— BEGIN Information shown —

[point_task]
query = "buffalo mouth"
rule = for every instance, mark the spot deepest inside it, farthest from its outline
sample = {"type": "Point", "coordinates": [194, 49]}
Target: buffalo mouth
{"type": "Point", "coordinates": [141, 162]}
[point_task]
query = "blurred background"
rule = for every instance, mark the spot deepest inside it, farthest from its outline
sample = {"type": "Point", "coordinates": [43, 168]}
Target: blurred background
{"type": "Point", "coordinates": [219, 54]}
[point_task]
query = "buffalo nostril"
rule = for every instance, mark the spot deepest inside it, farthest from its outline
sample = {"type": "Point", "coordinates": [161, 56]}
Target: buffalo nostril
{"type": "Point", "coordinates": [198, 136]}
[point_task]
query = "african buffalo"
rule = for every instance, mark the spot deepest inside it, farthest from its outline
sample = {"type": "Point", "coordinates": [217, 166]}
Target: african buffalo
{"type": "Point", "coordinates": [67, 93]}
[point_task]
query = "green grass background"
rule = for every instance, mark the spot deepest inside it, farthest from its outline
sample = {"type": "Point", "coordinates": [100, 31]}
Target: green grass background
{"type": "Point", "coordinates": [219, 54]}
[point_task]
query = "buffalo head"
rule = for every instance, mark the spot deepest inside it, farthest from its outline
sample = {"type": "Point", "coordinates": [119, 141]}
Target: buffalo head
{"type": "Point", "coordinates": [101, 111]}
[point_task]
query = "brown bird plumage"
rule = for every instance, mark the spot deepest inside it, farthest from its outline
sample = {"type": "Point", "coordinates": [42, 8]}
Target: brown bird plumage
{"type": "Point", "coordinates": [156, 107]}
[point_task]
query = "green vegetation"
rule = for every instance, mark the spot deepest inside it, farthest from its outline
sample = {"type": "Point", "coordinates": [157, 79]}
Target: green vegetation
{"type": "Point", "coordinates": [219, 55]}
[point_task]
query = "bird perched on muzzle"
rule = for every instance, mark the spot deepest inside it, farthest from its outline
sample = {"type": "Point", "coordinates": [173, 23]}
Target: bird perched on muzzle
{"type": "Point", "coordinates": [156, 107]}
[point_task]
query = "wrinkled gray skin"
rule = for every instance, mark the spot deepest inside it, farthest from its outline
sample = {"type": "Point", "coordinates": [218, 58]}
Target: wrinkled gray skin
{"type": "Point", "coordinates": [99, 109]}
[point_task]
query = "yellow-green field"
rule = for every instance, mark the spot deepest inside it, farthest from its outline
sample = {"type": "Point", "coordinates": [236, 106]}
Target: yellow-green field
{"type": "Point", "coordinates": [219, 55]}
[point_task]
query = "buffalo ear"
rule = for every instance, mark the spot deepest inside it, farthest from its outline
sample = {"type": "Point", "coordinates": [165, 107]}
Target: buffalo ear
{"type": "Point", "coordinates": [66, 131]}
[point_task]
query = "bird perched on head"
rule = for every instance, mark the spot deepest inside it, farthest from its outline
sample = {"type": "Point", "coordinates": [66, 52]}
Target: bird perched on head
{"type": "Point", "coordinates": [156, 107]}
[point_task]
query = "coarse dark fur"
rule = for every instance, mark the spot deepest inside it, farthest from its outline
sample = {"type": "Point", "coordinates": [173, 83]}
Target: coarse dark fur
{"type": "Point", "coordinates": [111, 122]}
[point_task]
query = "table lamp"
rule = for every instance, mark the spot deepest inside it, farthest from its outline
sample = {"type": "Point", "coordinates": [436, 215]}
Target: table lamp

— END Information shown —

What is needed: Return all of the entries exactly as they were supplied.

Solution:
[point_task]
query = "buffalo mouth"
rule = for every instance, mark the spot deepest inside it, farthest from its outline
sample = {"type": "Point", "coordinates": [194, 49]}
Target: buffalo mouth
{"type": "Point", "coordinates": [141, 162]}
[point_task]
query = "blurred background"
rule = for every instance, mark the spot deepest inside it, farthest from its outline
sample = {"type": "Point", "coordinates": [43, 168]}
Target: blurred background
{"type": "Point", "coordinates": [219, 54]}
[point_task]
query = "buffalo nostril"
rule = for every instance, mark the spot deepest inside it, farthest from its outline
sample = {"type": "Point", "coordinates": [161, 56]}
Target: buffalo nostril
{"type": "Point", "coordinates": [198, 136]}
[point_task]
query = "african buffalo"
rule = for every instance, mark the spot deepest inside it, farthest from its outline
sample = {"type": "Point", "coordinates": [217, 166]}
Target: african buffalo
{"type": "Point", "coordinates": [67, 93]}
[point_task]
query = "green grass background"
rule = for every instance, mark the spot deepest inside it, farthest from its outline
sample = {"type": "Point", "coordinates": [100, 31]}
Target: green grass background
{"type": "Point", "coordinates": [219, 54]}
[point_task]
query = "buffalo head"
rule = for every instance, mark the spot deepest inside it, farthest from its outline
sample = {"type": "Point", "coordinates": [119, 141]}
Target: buffalo head
{"type": "Point", "coordinates": [101, 111]}
[point_task]
query = "brown bird plumage"
rule = for every instance, mark the spot deepest inside it, farthest from its outline
sample = {"type": "Point", "coordinates": [42, 8]}
Target: brown bird plumage
{"type": "Point", "coordinates": [156, 107]}
[point_task]
query = "green vegetation"
rule = for every instance, mark the spot deepest inside it, farthest from its outline
sample = {"type": "Point", "coordinates": [157, 79]}
Target: green vegetation
{"type": "Point", "coordinates": [219, 55]}
[point_task]
query = "bird perched on muzzle"
rule = for every instance, mark the spot deepest inside it, farthest from its outline
sample = {"type": "Point", "coordinates": [173, 23]}
Target: bird perched on muzzle
{"type": "Point", "coordinates": [156, 107]}
[point_task]
query = "wrinkled gray skin"
rule = for every instance, mark the spot deepest inside it, farthest from its outline
sample = {"type": "Point", "coordinates": [218, 58]}
Target: wrinkled gray skin
{"type": "Point", "coordinates": [99, 109]}
[point_task]
query = "yellow-green field"
rule = for every instance, mark the spot deepest inside it, farthest from its outline
sample = {"type": "Point", "coordinates": [236, 106]}
Target: yellow-green field
{"type": "Point", "coordinates": [219, 55]}
[point_task]
query = "buffalo ear"
rule = for every instance, mark the spot deepest inside it, farthest from its outline
sample = {"type": "Point", "coordinates": [165, 107]}
Target: buffalo ear
{"type": "Point", "coordinates": [66, 131]}
[point_task]
query = "bird perched on head"
rule = for every instance, mark the spot deepest inside it, farthest from its outline
sample = {"type": "Point", "coordinates": [66, 52]}
Target: bird perched on head
{"type": "Point", "coordinates": [156, 107]}
[point_task]
query = "coarse dark fur"
rule = for every instance, mark the spot deepest inside it, farthest from its outline
sample = {"type": "Point", "coordinates": [173, 83]}
Target: coarse dark fur
{"type": "Point", "coordinates": [111, 122]}
[point_task]
query = "table lamp"
rule = for every instance, mark the spot deepest inside it, farthest from its outline
sample = {"type": "Point", "coordinates": [436, 215]}
Target: table lamp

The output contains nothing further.